■ **Task instructions**: The expected output is the set of lines below beginning at the one that contains "Every instance of the white" and ending at the final line, reproduced exactly.

========

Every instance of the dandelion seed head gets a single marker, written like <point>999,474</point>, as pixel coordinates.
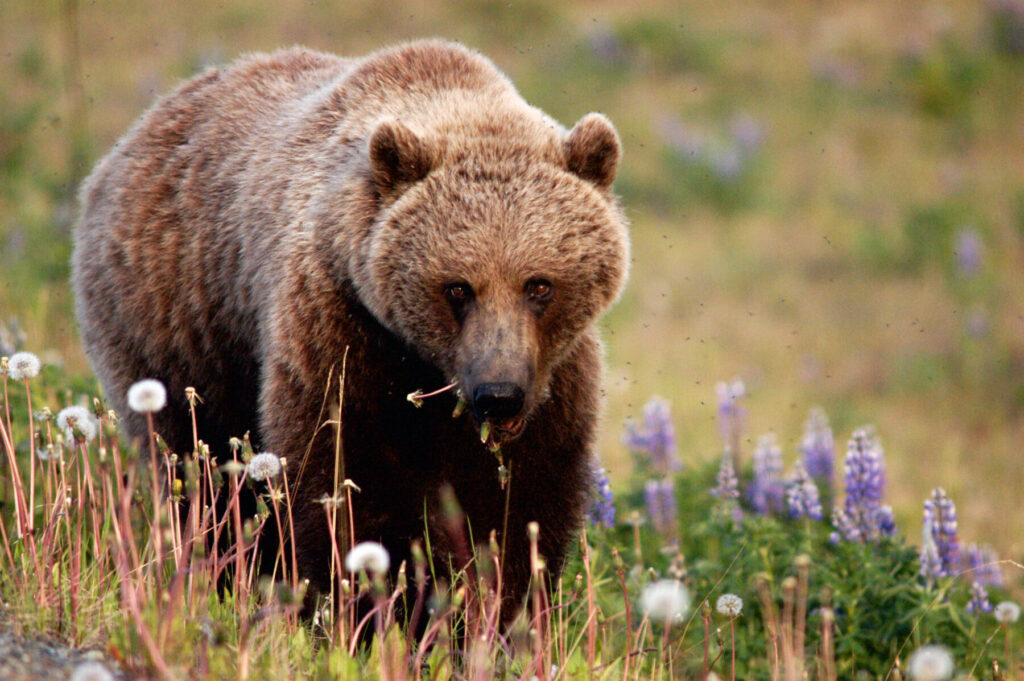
<point>77,424</point>
<point>931,663</point>
<point>263,466</point>
<point>369,556</point>
<point>91,671</point>
<point>23,366</point>
<point>666,600</point>
<point>1007,612</point>
<point>146,395</point>
<point>729,604</point>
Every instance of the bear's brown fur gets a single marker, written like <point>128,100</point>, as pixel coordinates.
<point>408,209</point>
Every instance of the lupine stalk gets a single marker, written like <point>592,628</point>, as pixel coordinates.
<point>767,492</point>
<point>656,437</point>
<point>818,448</point>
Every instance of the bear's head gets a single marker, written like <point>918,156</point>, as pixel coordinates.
<point>493,259</point>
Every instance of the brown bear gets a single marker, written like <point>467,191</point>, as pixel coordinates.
<point>402,220</point>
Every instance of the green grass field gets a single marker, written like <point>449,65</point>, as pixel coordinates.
<point>826,201</point>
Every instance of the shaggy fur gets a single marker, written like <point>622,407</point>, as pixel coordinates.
<point>266,218</point>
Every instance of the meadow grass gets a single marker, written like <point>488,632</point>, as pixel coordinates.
<point>144,553</point>
<point>797,178</point>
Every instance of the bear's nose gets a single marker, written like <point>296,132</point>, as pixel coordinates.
<point>498,400</point>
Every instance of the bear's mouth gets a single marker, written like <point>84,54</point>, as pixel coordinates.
<point>510,428</point>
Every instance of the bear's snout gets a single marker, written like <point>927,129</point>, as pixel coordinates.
<point>498,401</point>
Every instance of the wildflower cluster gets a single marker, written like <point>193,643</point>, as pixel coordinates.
<point>656,437</point>
<point>767,492</point>
<point>817,447</point>
<point>940,537</point>
<point>863,517</point>
<point>802,496</point>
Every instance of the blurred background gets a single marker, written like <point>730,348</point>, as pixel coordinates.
<point>826,200</point>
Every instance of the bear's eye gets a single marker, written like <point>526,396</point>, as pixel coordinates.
<point>538,289</point>
<point>458,293</point>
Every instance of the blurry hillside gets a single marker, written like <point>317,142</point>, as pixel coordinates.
<point>827,200</point>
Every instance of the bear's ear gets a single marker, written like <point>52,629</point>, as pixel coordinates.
<point>592,150</point>
<point>397,156</point>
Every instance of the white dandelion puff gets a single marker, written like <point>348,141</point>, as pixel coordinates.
<point>263,466</point>
<point>369,556</point>
<point>146,395</point>
<point>77,423</point>
<point>666,600</point>
<point>931,663</point>
<point>23,366</point>
<point>729,604</point>
<point>1007,612</point>
<point>91,671</point>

========

■ **Answer**:
Every instance of the white dandelion puff gets a single marker, written like <point>348,141</point>, as pixel coordinates.
<point>263,466</point>
<point>369,556</point>
<point>146,395</point>
<point>77,423</point>
<point>666,600</point>
<point>931,663</point>
<point>23,366</point>
<point>729,604</point>
<point>1007,612</point>
<point>91,671</point>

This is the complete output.